EXERCISE DETAILS: Write out the records again, exactly, leaving none out.

(Records from a point labeling set)
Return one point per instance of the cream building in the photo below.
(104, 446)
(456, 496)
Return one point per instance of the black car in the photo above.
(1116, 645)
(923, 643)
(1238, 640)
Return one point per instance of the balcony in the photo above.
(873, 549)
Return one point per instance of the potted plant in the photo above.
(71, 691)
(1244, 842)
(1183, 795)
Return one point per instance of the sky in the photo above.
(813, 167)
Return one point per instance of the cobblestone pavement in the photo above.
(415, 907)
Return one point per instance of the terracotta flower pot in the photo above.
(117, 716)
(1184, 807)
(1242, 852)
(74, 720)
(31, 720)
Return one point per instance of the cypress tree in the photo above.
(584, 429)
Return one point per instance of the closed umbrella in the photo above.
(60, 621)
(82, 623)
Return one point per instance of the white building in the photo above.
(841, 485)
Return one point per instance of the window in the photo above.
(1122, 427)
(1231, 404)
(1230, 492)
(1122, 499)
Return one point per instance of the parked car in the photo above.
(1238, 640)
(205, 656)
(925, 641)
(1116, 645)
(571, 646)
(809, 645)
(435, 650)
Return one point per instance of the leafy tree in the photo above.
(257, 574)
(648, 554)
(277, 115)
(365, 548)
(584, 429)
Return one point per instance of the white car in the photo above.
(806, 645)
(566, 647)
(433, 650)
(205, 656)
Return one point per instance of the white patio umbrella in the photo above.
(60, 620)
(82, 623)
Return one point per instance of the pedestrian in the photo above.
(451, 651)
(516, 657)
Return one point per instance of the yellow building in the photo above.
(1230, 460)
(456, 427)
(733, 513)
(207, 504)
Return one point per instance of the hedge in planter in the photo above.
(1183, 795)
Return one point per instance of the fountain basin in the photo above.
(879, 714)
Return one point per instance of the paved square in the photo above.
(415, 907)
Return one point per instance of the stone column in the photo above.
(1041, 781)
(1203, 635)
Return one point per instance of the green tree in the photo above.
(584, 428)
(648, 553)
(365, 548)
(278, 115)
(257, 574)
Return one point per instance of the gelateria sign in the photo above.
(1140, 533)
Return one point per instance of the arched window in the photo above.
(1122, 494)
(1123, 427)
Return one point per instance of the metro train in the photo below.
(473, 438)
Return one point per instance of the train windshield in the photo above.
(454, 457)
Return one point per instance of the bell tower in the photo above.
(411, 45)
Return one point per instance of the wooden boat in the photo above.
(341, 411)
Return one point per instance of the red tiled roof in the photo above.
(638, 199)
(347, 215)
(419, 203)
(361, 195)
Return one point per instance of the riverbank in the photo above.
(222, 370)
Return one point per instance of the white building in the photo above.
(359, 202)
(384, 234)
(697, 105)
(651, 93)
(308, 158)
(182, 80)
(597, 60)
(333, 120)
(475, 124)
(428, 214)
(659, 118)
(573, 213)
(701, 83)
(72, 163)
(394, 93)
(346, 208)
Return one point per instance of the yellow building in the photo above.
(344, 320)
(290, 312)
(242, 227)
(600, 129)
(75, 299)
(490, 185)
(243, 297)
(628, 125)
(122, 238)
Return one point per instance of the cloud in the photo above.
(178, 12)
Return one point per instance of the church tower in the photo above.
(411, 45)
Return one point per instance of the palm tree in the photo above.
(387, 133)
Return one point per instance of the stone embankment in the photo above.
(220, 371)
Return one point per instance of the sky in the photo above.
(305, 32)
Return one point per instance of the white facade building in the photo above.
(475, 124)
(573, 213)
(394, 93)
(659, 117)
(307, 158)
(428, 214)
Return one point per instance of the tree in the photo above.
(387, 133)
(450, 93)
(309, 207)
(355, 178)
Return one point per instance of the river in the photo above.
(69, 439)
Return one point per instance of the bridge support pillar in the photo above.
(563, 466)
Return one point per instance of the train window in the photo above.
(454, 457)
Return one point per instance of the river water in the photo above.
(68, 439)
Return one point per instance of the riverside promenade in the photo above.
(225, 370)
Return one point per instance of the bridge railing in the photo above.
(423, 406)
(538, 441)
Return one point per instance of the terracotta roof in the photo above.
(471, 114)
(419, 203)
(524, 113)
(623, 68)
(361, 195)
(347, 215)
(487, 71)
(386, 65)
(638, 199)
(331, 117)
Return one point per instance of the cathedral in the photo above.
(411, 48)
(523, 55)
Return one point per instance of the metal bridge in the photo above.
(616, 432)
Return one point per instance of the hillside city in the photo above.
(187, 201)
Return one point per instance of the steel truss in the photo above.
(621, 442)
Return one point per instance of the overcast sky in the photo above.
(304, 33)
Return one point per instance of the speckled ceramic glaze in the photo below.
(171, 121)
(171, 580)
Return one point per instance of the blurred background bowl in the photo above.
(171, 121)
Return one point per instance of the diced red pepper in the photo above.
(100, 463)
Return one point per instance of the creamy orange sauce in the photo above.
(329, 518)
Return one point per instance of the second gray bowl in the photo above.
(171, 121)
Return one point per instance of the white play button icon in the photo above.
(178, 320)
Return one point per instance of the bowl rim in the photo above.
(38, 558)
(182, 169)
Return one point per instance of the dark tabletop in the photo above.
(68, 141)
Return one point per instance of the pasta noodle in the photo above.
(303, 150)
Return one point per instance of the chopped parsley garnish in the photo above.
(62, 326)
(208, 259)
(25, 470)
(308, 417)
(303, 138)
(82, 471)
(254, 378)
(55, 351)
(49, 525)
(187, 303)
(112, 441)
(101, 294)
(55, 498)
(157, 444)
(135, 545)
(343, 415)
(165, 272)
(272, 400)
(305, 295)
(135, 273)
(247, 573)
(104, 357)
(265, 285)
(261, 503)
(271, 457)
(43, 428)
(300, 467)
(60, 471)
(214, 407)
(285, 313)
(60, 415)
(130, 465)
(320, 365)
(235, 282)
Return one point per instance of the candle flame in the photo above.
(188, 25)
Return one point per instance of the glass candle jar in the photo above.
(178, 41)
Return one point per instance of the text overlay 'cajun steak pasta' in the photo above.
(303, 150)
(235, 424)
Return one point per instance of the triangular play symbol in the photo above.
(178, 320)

SOLUTION:
Return one point per instance of the cream building in the photo below.
(104, 446)
(456, 496)
Return one point per instance of the black car in the photo above.
(1116, 645)
(923, 643)
(1238, 640)
Return one point per instance of the balcony in the photo above.
(873, 549)
Return one point per instance of the potted plant in the photo above.
(71, 691)
(1244, 842)
(1183, 795)
Return one point per instance of the sky in the photo above.
(813, 167)
Return one point per instance of the cobblestone pavement in the photo above.
(415, 907)
Return one point per instance of the terracotta flower pot in the photo above.
(117, 716)
(1184, 807)
(1242, 852)
(74, 720)
(31, 720)
Return one point per instance of the cypress tree in the photo above.
(584, 429)
Return one point per instance of the closed umbrella in the photo above.
(60, 621)
(82, 623)
Return one point per instance of the white building in the photo above.
(841, 485)
Return one point per instance of the window in the photo above.
(1122, 427)
(1231, 404)
(1230, 492)
(1122, 499)
Return one point per instance of the parked car in the photo above.
(1238, 640)
(205, 656)
(925, 641)
(1116, 645)
(571, 646)
(809, 645)
(435, 650)
Return one point per instance of the leafy tree in the photo above.
(257, 574)
(648, 554)
(277, 115)
(365, 548)
(584, 429)
Return one point per instance of the white car in the photo above.
(806, 645)
(566, 647)
(433, 650)
(205, 656)
Return one point per instance of the white patio umbrella in the photo above.
(60, 620)
(82, 623)
Return one point per instance of the pedestrian in the photo above.
(451, 651)
(516, 657)
Return one point per instance of the yellow building in the photo above.
(1230, 460)
(456, 427)
(733, 513)
(207, 504)
Return one point per instance of the hedge in planter in the photo above.
(1183, 795)
Return one point per instance of the fountain basin in the photo above.
(879, 714)
Return one point per instance of the paved square in the photo above.
(415, 907)
Return one point per instance of the stone column in the photo above.
(1041, 781)
(1203, 635)
Return one point per instance of the green tree in the photo above.
(584, 428)
(648, 553)
(365, 548)
(278, 115)
(257, 574)
Return one point per instance of the gelateria sign in the photo above.
(1140, 533)
Return one point per instance of the arched window in the photo above.
(1122, 494)
(1123, 427)
Return one point per instance of the metro train in the photo below.
(473, 438)
Return one point per instance of the train windshield in the photo above.
(454, 457)
Return one point per instance of the bell tower in the photo above.
(411, 45)
Return one point per instance of the wooden boat in the photo above.
(341, 411)
Return one point per instance of the red tiled roof in the photo above.
(638, 199)
(347, 215)
(419, 203)
(361, 195)
Return one point per instance of the riverbank in the photo above.
(222, 370)
Return one point per instance of the white building in the photo above.
(359, 202)
(384, 234)
(697, 105)
(651, 93)
(308, 158)
(182, 80)
(597, 60)
(333, 120)
(475, 124)
(428, 214)
(659, 118)
(573, 213)
(701, 83)
(72, 163)
(394, 93)
(346, 208)
Return one point per instance of the yellow building in the photo above.
(344, 320)
(290, 312)
(242, 227)
(600, 129)
(75, 299)
(490, 185)
(243, 297)
(628, 125)
(122, 238)
Return one point per instance of the cloud in the photo above.
(178, 12)
Return one point per instance of the church tower in the photo above.
(411, 45)
Return one point per instance of the palm tree in the photo above.
(387, 133)
Return one point per instance of the stone embankment in the photo above.
(220, 371)
Return one point per instance of the sky in the photo above.
(305, 32)
Return one point per instance of the white facade building in the photo above.
(475, 124)
(573, 213)
(394, 93)
(659, 117)
(307, 158)
(428, 214)
Return one point per instance of the tree in the photo above.
(387, 133)
(450, 93)
(309, 207)
(355, 178)
Return one point per instance of the river in the photo above.
(69, 439)
Return one point per instance of the bridge support pillar in the photo above.
(563, 466)
Return one point per instance of the train window in the photo above.
(454, 457)
Return one point per instance of the river water in the photo above.
(68, 439)
Return one point per instance of the riverside promenade in the photo above.
(225, 370)
Return one point per instance of the bridge railing in the photo above.
(423, 406)
(538, 441)
Return one point per instance of the terracotta roof in the photo above.
(471, 114)
(419, 203)
(524, 113)
(623, 68)
(361, 195)
(347, 215)
(487, 71)
(386, 65)
(638, 199)
(331, 117)
Return one point per instance of the cathedral in the photo above.
(411, 48)
(523, 55)
Return one point per instance of the metal bridge in the photo above.
(616, 432)
Return one point per instance of the hillside city in the photo above.
(187, 201)
Return one point per instance of the steel truss in the photo above.
(621, 442)
Return one point per instance of the overcast sky in the photo above.
(304, 33)
Return one point per instance of the speckled ceramic glaze in the photo below.
(171, 121)
(171, 580)
Return one point per instance of the blurred background bowl in the photo above.
(171, 121)
Return one point per instance of the diced red pepper in the photo above.
(100, 463)
Return one point per instance of the creamy orange sauce in the photo above.
(329, 518)
Return one point per instance of the second gray bowl in the photo above.
(171, 121)
Return one point per instance of the white play button icon in the photo above.
(178, 320)
Return one point per instance of the bowl rim in the photo above.
(38, 558)
(182, 169)
Return one point per instance of the dark tabletop in the photo above.
(68, 141)
Return one point per instance of the pasta noodle in the photo above.
(303, 150)
Return one point per instance of the chopped parsley garnish in the photo above.
(62, 326)
(208, 259)
(25, 470)
(308, 417)
(303, 138)
(82, 471)
(254, 378)
(55, 351)
(49, 525)
(187, 303)
(112, 441)
(101, 294)
(55, 498)
(157, 444)
(135, 545)
(343, 415)
(165, 272)
(272, 400)
(305, 295)
(135, 273)
(247, 573)
(104, 357)
(265, 285)
(261, 503)
(271, 457)
(43, 428)
(300, 467)
(60, 471)
(214, 407)
(285, 313)
(60, 415)
(130, 465)
(320, 365)
(235, 282)
Return one point per instance of the candle flame in the photo above.
(188, 25)
Return one point per instance of the glass candle jar in the photo above.
(178, 41)
Return one point per instance of the text overlay 'cajun steak pasta' in the photo above.
(303, 150)
(235, 424)
Return one point per instance of the triangular play symbol in the photo above.
(178, 320)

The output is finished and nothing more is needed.